A former Hyde Park resident could spend the rest of his life in state prison after being convicted on Wednesday of second-degree murder in the strangling death of his 20-year-old former girlfriend in 1988, prosecutors said.
A Suffolk Superior Court jury handed down the verdict against Michael Coker, now 50, whom prosecutors said had stalked Janet Phinney, his ex-girlfriend, before strangling her on March 18, 1988 in West Roxbury.
“This isn’t closure,” said one of Phinney’s siblings, Ronald Phinney, 52, in a phone interview. “This is justice. Closure, as we stated, that’s going to be an individual journey that each one of the family members ... and friends are going to make on their own. Some may get there, and some may not.”
He added, “We were glad that the jury came to the conclusion that we’ve already known for the last 25 years—that Michael Coker was guilty of this crime.”

Work to complete
- 1) Repeat the article on the Coker verdict word for word, copying everything from "A former Hyde" down to "in West Roxbury.".
- 2) Summarize the article on the Coker verdict in two sentences.
- 3) Go on with the article on the Coker verdict from the point where it stops.

Material provided
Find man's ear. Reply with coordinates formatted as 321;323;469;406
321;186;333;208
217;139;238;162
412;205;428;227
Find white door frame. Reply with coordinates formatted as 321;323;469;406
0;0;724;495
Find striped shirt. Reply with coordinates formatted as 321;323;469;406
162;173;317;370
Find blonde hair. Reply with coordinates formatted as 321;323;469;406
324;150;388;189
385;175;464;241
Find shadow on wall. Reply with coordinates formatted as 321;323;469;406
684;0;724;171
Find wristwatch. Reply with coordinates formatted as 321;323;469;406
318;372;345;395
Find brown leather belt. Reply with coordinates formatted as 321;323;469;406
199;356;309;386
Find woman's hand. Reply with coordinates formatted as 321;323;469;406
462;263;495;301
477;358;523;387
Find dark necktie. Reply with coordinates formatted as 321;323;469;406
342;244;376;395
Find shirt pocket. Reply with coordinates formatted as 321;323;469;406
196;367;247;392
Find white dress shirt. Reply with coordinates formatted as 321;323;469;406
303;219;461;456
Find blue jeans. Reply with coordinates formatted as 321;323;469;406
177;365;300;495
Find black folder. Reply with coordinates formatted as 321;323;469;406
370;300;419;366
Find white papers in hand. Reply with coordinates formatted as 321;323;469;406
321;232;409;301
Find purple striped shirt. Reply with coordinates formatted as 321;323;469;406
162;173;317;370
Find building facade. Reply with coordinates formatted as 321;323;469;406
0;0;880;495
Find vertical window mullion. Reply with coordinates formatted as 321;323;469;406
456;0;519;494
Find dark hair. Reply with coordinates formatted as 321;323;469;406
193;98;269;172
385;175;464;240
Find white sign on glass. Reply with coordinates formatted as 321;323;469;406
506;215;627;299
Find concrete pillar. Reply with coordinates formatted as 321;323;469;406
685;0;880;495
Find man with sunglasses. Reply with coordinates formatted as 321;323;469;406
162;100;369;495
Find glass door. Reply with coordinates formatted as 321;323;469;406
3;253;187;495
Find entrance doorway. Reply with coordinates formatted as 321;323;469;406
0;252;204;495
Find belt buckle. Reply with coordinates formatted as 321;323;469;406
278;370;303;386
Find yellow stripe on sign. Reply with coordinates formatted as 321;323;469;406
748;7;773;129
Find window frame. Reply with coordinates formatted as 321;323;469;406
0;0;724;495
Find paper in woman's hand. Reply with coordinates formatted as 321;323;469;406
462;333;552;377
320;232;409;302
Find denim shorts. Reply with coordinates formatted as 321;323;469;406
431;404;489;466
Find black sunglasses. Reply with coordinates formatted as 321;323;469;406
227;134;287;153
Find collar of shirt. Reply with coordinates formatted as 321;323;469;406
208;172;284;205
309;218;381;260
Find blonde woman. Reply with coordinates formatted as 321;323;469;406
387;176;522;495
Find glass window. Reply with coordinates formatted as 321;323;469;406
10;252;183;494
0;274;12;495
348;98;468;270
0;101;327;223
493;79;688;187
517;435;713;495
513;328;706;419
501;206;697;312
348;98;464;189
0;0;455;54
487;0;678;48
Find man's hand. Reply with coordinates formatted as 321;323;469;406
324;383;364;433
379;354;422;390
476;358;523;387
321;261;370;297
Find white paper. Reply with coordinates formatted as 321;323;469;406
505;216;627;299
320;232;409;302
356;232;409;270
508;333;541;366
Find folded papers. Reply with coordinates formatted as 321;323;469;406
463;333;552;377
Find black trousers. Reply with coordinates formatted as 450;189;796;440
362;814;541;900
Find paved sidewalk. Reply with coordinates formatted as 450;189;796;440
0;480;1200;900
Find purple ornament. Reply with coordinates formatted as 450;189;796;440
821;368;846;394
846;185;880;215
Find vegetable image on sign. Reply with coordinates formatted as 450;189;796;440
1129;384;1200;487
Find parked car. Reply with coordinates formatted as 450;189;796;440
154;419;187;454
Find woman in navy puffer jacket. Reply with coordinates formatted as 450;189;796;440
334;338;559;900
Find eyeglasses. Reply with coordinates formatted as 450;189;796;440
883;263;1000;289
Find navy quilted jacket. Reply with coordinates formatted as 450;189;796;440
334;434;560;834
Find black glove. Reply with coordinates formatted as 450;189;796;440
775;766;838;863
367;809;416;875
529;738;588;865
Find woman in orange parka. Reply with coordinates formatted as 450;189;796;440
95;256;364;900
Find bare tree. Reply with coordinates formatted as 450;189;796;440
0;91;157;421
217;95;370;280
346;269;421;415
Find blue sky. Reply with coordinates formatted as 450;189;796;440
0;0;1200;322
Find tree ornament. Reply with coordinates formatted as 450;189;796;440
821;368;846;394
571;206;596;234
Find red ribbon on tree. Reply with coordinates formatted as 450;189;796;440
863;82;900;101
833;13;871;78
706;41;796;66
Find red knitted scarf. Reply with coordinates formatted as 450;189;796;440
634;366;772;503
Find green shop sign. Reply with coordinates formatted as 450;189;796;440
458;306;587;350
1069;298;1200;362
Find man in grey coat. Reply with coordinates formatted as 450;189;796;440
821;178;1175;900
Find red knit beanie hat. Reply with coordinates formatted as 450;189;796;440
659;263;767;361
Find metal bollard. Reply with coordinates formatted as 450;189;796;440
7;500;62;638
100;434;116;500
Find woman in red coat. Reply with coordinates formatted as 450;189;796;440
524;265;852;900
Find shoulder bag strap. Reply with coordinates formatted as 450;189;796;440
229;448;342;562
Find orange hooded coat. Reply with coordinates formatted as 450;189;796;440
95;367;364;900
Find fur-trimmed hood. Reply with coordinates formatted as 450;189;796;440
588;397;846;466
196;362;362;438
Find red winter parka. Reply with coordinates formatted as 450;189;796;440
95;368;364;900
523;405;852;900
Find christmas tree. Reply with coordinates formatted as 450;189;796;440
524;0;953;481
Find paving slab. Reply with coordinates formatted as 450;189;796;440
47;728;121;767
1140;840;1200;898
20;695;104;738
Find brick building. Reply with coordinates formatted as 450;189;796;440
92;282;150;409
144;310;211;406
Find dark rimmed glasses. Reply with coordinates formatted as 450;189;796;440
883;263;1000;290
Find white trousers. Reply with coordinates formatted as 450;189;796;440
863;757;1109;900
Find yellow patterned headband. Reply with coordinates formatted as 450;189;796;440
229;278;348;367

Answers by item number
- 1)
A former Hyde Park resident could spend the rest of his life in state prison after being convicted on Wednesday of second-degree murder in the strangling death of his 20-year-old former girlfriend in 1988, prosecutors said.
A Suffolk Superior Court jury handed down the verdict against Michael Coker, now 50, whom prosecutors said had stalked Janet Phinney, his ex-girlfriend, before strangling her on March 18, 1988 in West Roxbury.

- 2) A Suffolk Superior Court jury on Wednesday convicted Michael Coker, a 50-year-old former Hyde Park resident, of second-degree murder in the strangling of his 20-year-old former girlfriend, Janet Phinney, whom prosecutors said he had stalked before killing her in West Roxbury on March 18, 1988. Her brother Ronald Phinney called the verdict justice rather than closure and said the family was glad the jury reached the conclusion they had known for 25 years, that Coker was guilty.

- 3)
After jurors returned the verdict, Superior Court Judge Jeffrey Locke sentenced Coker to life in prison with the possibility of parole after 15 years, the mandatory penalty for second-degree murder, Suffolk District Attorney Daniel F. Conley’s office said in a statement.
Had jurors convicted Coker of first-degree murder, he would have faced a life term without the possibility of parole.
Coker’s lawyer, Norman Zalkind, said his client will appeal.
“The case never should have gone to the jury,” Zalkind said. “I don’t think there was enough evidence to go to the jury.”
He said of Coker, “He knows there’s a strong appeal. From that point of view, he knows we’re going to do what we have to do.”
Prosecutor Mark Hallal said at trial that at the time of the killing, Coker was obsessed with restarting the relationship that Phinney had ended. He stalked her by telephone, at her home, and in the West Roxbury neighborhood where she lived with her family, Hallal said.
Relatives filed a missing persons report two days after she disappeared, and her remains were discovered in a wooded area behind her Cedar Road home on March 21, 1988, according to Conley’s office.
Coker was charged with her murder in 2011, after testing revealed a match between DNA recovered from Phinney’s body and a sample that he had submitted to a law enforcement database following a felony conviction for motor vehicle theft, Conley’s office said.
Prosecutors said the scientific evidence showed Coker was intimate with Phinney less than 24 hours before she died, not several days earlier as he asserted.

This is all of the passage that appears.